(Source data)
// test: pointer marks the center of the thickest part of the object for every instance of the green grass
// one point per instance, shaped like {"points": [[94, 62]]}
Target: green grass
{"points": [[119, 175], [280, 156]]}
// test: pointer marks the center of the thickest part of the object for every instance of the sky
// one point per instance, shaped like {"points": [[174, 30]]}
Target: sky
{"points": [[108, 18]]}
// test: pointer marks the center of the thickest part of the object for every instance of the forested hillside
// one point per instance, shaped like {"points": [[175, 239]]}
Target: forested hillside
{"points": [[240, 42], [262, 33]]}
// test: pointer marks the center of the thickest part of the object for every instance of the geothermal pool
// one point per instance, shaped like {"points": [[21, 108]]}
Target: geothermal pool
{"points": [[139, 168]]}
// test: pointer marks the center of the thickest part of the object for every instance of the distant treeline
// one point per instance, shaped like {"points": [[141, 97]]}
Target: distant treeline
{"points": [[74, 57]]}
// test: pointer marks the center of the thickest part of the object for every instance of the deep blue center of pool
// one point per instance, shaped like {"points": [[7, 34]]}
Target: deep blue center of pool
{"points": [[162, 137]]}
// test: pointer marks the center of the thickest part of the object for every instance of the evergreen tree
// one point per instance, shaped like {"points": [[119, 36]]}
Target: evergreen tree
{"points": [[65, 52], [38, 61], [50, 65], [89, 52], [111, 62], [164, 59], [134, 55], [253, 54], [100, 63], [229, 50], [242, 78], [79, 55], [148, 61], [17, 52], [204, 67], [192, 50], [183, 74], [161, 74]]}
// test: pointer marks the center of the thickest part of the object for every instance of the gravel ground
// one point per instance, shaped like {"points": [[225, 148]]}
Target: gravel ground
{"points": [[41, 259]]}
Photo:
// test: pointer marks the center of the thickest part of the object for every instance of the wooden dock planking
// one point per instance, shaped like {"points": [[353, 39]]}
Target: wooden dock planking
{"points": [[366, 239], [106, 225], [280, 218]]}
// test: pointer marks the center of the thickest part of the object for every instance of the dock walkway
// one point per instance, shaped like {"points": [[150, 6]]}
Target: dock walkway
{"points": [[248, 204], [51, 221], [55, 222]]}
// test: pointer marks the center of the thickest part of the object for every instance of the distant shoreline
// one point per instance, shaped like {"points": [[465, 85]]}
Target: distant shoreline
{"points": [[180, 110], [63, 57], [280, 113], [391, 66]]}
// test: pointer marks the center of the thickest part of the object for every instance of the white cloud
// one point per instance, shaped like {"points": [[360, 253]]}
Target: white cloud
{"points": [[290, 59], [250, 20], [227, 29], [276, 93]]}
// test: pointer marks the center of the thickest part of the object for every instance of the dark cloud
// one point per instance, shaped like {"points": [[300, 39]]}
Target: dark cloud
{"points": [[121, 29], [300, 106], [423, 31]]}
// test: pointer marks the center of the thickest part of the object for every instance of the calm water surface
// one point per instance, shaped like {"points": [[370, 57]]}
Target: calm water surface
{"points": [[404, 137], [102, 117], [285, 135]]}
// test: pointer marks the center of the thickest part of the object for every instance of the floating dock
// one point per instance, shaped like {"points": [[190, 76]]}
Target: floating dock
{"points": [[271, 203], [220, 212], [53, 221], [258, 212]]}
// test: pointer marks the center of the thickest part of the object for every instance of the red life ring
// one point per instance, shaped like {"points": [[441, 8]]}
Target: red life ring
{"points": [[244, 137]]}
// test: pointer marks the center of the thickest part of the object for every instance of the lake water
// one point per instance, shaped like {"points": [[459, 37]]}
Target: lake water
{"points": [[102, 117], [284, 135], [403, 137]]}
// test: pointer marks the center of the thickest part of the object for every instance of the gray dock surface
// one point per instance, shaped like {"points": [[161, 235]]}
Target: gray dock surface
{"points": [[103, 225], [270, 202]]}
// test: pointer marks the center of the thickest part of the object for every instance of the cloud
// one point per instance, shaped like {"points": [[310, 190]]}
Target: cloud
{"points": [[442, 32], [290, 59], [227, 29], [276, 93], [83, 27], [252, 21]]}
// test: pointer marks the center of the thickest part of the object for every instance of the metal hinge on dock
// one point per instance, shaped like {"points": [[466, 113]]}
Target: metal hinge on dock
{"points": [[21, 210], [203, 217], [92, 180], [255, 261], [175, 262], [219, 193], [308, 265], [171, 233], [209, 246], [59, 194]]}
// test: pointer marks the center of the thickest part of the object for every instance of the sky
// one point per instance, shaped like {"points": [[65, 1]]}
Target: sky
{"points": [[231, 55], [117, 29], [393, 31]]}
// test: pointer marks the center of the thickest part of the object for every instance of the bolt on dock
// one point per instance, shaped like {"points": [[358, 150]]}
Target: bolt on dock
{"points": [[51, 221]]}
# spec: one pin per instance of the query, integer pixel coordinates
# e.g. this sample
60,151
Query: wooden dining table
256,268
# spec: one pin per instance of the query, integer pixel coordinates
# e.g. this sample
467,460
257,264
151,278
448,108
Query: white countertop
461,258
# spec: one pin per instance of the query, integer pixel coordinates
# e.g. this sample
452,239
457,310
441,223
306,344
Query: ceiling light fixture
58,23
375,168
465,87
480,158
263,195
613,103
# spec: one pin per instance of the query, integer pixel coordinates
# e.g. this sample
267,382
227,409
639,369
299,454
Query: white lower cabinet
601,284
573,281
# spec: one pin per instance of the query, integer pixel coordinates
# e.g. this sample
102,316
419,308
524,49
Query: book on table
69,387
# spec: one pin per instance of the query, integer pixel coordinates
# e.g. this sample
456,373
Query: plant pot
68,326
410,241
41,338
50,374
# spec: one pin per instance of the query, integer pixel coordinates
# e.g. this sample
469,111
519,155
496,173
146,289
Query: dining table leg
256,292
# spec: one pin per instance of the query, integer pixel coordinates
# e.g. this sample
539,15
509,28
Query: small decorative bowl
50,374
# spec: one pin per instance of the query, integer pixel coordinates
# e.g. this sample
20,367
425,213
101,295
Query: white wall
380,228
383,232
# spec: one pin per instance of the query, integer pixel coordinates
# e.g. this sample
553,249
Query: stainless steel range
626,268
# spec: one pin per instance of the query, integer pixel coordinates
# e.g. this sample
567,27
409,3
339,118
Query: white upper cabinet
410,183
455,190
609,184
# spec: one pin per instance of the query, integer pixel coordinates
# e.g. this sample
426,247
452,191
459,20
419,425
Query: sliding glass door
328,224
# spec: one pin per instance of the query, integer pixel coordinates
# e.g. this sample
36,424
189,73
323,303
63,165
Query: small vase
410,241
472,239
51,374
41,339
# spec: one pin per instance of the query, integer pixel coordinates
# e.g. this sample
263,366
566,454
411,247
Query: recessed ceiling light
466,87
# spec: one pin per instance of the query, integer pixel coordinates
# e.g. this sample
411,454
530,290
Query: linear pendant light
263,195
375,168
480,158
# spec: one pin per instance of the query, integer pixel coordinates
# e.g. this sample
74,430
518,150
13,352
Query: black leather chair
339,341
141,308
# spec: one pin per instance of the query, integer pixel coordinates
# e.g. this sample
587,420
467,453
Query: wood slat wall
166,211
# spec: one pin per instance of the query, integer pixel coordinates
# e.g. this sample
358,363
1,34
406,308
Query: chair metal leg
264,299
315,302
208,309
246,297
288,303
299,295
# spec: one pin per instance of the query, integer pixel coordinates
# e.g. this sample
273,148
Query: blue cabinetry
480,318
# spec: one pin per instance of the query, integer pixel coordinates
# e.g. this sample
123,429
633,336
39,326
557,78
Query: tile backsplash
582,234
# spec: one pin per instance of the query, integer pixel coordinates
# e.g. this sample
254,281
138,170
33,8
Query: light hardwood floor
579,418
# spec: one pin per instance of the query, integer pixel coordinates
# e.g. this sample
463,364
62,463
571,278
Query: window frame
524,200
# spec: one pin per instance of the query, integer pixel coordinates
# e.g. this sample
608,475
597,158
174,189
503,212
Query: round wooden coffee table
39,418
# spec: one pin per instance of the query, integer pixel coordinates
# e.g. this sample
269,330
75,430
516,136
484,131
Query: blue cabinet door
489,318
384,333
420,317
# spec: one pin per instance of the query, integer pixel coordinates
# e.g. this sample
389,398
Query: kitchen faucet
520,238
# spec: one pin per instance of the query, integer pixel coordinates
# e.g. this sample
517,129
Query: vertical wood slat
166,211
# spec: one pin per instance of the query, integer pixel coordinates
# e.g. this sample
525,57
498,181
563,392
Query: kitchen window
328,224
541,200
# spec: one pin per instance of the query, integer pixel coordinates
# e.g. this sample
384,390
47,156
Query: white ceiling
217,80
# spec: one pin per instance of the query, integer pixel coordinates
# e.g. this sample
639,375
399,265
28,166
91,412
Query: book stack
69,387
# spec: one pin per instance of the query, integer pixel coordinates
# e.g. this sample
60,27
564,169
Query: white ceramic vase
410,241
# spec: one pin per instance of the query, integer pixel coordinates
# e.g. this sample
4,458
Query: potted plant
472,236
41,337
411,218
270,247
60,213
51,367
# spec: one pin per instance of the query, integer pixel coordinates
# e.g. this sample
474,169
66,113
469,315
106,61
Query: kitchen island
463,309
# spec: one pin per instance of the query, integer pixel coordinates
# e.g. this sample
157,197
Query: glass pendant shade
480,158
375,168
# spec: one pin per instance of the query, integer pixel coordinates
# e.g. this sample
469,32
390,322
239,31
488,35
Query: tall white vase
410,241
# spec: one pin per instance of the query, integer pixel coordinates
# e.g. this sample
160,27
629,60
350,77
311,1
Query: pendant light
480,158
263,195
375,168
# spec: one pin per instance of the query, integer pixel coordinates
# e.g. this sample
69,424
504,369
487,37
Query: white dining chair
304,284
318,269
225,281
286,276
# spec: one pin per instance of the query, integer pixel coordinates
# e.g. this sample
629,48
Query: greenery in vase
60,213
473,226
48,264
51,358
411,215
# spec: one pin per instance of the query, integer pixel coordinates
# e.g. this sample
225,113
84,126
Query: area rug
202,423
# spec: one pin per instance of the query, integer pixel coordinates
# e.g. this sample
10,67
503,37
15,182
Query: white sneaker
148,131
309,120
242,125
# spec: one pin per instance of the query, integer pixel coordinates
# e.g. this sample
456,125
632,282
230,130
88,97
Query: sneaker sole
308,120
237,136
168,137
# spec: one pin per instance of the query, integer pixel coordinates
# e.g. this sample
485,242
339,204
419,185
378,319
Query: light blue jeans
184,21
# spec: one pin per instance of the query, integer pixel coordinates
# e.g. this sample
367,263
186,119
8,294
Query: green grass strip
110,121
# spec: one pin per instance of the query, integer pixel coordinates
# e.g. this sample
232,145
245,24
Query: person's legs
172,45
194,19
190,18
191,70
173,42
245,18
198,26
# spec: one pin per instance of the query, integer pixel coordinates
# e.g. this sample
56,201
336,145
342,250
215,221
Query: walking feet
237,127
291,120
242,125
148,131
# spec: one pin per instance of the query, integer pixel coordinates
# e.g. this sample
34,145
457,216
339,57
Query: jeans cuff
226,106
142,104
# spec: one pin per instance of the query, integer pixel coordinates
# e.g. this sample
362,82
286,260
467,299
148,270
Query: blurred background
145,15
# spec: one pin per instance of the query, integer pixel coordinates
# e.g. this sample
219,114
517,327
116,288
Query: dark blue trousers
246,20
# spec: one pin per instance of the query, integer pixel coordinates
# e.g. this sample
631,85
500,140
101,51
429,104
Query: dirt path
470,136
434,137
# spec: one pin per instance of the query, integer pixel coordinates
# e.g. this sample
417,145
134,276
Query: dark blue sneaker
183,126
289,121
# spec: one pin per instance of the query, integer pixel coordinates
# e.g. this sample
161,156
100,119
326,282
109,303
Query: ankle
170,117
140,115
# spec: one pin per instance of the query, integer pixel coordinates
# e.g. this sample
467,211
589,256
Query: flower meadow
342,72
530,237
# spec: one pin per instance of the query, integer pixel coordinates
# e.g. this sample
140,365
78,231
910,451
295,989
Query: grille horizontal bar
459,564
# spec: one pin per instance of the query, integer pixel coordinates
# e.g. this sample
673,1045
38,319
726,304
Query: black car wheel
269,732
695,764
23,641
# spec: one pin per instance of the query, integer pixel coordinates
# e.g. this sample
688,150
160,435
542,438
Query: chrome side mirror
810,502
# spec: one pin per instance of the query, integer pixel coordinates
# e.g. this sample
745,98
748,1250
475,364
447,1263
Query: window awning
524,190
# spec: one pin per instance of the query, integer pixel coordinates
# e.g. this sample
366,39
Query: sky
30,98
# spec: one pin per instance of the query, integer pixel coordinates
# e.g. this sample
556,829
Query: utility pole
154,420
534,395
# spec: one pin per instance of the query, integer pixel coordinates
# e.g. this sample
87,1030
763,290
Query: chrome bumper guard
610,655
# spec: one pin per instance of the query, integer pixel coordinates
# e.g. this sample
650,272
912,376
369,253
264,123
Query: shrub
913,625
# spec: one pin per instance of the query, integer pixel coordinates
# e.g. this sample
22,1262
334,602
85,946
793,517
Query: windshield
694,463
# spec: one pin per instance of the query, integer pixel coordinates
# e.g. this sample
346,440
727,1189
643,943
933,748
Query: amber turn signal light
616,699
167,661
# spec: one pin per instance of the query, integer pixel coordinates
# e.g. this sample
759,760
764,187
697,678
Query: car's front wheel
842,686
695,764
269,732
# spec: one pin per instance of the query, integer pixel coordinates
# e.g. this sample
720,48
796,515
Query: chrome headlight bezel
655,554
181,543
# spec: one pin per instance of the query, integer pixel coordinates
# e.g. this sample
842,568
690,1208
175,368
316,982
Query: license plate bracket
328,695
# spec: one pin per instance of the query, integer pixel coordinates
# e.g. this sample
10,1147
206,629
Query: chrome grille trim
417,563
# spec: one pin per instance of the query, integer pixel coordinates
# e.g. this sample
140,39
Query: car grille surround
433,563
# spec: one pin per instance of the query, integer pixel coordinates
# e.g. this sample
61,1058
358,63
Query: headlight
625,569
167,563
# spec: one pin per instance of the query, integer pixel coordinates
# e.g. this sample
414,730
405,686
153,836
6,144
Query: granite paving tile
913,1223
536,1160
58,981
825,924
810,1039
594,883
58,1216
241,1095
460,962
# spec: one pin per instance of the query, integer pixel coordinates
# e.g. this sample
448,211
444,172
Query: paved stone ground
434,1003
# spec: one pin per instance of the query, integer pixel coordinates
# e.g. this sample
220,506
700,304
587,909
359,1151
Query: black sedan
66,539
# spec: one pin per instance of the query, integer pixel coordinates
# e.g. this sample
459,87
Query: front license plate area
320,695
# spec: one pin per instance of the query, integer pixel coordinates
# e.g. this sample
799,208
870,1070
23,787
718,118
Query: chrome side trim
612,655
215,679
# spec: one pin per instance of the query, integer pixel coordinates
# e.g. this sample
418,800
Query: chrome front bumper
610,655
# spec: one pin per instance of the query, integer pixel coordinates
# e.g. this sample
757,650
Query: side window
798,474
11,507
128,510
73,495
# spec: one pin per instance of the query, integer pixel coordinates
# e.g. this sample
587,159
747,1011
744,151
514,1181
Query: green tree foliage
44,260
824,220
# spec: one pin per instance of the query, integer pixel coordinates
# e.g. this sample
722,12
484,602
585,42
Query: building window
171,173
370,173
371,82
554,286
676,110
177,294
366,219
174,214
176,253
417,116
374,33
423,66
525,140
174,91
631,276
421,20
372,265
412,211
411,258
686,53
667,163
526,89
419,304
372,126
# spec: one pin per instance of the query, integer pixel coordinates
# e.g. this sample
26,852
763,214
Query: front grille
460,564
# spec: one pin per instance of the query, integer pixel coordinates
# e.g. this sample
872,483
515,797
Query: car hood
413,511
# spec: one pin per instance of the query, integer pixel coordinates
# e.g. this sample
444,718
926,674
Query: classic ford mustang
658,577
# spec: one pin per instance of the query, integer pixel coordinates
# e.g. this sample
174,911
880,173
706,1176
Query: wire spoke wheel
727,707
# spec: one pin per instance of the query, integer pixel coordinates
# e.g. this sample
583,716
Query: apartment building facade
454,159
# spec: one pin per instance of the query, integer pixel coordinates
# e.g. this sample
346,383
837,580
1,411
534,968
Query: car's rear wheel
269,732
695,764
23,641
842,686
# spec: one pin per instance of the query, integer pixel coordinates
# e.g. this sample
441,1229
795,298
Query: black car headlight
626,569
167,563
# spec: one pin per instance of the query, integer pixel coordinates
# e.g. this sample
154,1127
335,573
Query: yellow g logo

■ **TASK STATEMENT**
Please print, exactly and with nothing else, the lines from the first line of the entries through the line containing "the forested hillside".

■ **WRITTEN SOLUTION**
// test: pointer marks the center of the thickest part of the object for every instance of the green grass
// one point per instance, shaped like {"points": [[94, 62]]}
Target: green grass
{"points": [[119, 175], [280, 156]]}
// test: pointer marks the center of the thickest part of the object for every instance of the sky
// one point per instance, shaped like {"points": [[174, 30]]}
Target: sky
{"points": [[108, 18]]}
// test: pointer marks the center of the thickest part of the object for every instance of the forested hillside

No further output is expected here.